(Selected excerpt):
********************

By NEIL HARTNELL
Tribune Business Editor
nhartnell@tribunemedia.net
The Government must not allow its borrowing of $233m in IMF Special Drawing Rights (SDRs) from the Central Bank to be perceived as “a panic exercise”, a Bahamian commercial banker has warned.
Gowon Bowe, Fidelity Bank (Bahamas) chief executive, told Tribune Business that the Government cannot afford to conduct its financing activities “in a vacuum” as he queried why the Central Bank Act was not reformed to facilitate the transaction prior to the two sides agreeing to it.
Suggesting that the situation again highlighted the need for a comprehensive debt management strategy that the Government sticks to, he added that the administration’s move to access the International Monetary Fund (IMF) SDRs could “cause concern in some quarters if it is seen to be reactionary” and not part of an overall plan.’
Pointing out that the SDRs are typically a short-term financing facility that the Central Bank has to repay to the IMF, Mr Bowe pointed out that the monetary policy regulator is now reliant on the Government to repay it first. And the borrowing also seemed to run contrary to the Central Bank Act itself, which was drawn up and enacted at least partially to limit its exposure and lending to the Government.
This exposure has been declining since the Act was passed, and the Fidelity chief said the SDR transaction should be part of a properly articulated, wider debt management initiative and borrowing plan. He indicated there were similarities with the $206.5m Goldman Sachs repurchase or ‘repo’ deal last year, where the Government used funds accumulated to repay future debt maturities as collateral for a foreign currency advance from the investment bank
“The reality is very much like the repo this should not be done in a vacuum,” Mr Bowe said of the $233m SDR borrowing. “It should be very clear that the Government is using this as a bridge facility. It’s not a long-term facility.
“The issue that presents itself is if there is a proper dent management strategy it means all the evaluation associated with it has been done, and the Government has enacted the legislation and the framework around it is in place to facilitate the transaction. We have to be careful this does not seem, if you like, a panic exercise.
“While the facility is certainly one to be taken advantage of, is this one that came about and was quickly accessed and they didn’t do the necessary amendments to the legislation to ready the legal environment to actually facilitate the transaction?... If this is seen to be reactionary it will cause concern in certain quarters.”

********************

(Raw data):
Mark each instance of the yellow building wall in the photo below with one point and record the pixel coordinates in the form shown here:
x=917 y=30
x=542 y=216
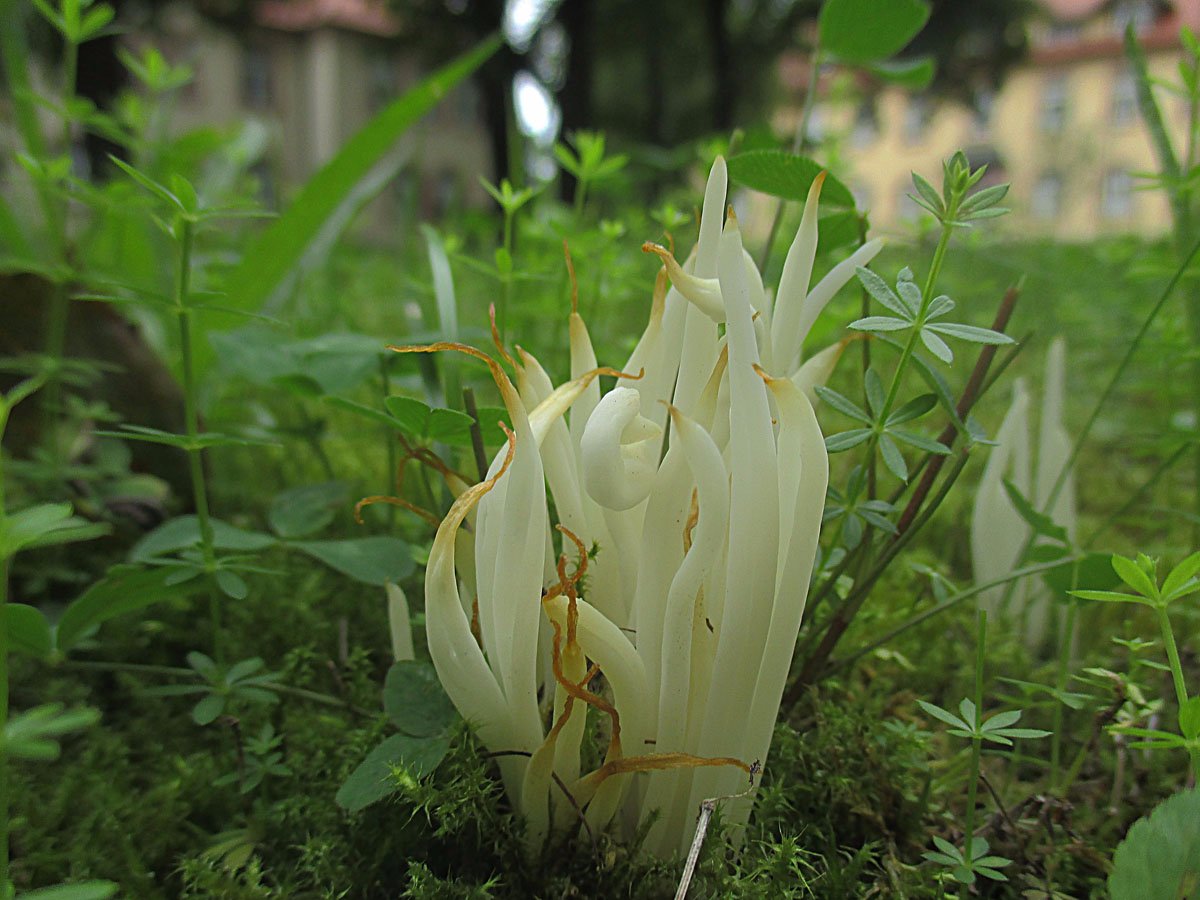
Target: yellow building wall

********************

(Brief A):
Print the part of the article on the Government's SDR borrowing that begins at the words "This exposure has" and stops after "a long-term facility.".
(Brief B):
Continue the article on the Government's $233m SDR borrowing from the point where it ends.

(Written response A):
This exposure has been declining since the Act was passed, and the Fidelity chief said the SDR transaction should be part of a properly articulated, wider debt management initiative and borrowing plan. He indicated there were similarities with the $206.5m Goldman Sachs repurchase or ‘repo’ deal last year, where the Government used funds accumulated to repay future debt maturities as collateral for a foreign currency advance from the investment bank
“The reality is very much like the repo this should not be done in a vacuum,” Mr Bowe said of the $233m SDR borrowing. “It should be very clear that the Government is using this as a bridge facility. It’s not a long-term facility.

(Written response B):
John Rolle, the Central Bank’s governor, last week revealed to Tribune Business that the Memorandum of Understanding (MoU) between the monetary policy regulator and Ministry of Finance stipulates that the Davis administration must change the Central Bank Act to facilitate the transaction.
Suggesting that the “opportunity cost” of not using the IMF-provided financing had “significantly” increased compared to when the SDRs were issued in August 2021, he said they are no longer needed to bolster The Bahamas’ foreign currency reserves given the strength of the country’s post-COVID tourism and wider recovery.
Mr Rolle nevertheless conceded the two sides had put the proverbial cart before the horse by agreeing the transaction prior to giving it the necessary legal underpinning. “The Central Bank worked closely with the Government in concluding these arrangements to access the SDRs,” the governor told this newspaper via an e-mailed reply. “Under the MOU there is an undertaking by the Government to amend the Central Bank Act to cover the use of the 2021 allocations.”
The IMF SDR move thus continues the Davis administration’s strategy of finding creative ways to access low-cost foreign currency debt financing while avoiding the international capital markets. It started with the $206.5m Goldman Sachs repurchase or ‘repo’, and maintained this with a subsequent $385m bond - of which some $200m was guaranteed by the Inter-American Development Bank (IDB).
Simon Wilson, the Ministry of Finance’s financial secretary, previously said the MoU would provide the Government with access to cheap foreign currency financing that was an estimated 700 basis points below prevailing market rates.
Based on the $233m valuation presently assigned to the SDRs, he argued that this seven percentage point differential could generate close to $20m in annual interest savings for hard-pressed Bahamian taxpayers compared to the likely rates if the Government had to borrow in the international capital markets.
Mr Wilson also argued that the Government’s SDR borrowing was also aligned with the IMF’s stated reason for issuing them, which was use for “fiscal purposes”. This is partially backed by the Central Bank’s August 2021 release, which says: “Countries can decide whether policy buffers would be used to increase the flexibility of fiscal and monetary policies, including for pandemic-related deficit financing, debt management operations, promoting external debt sustainability, financial stability or balance of payments needs.”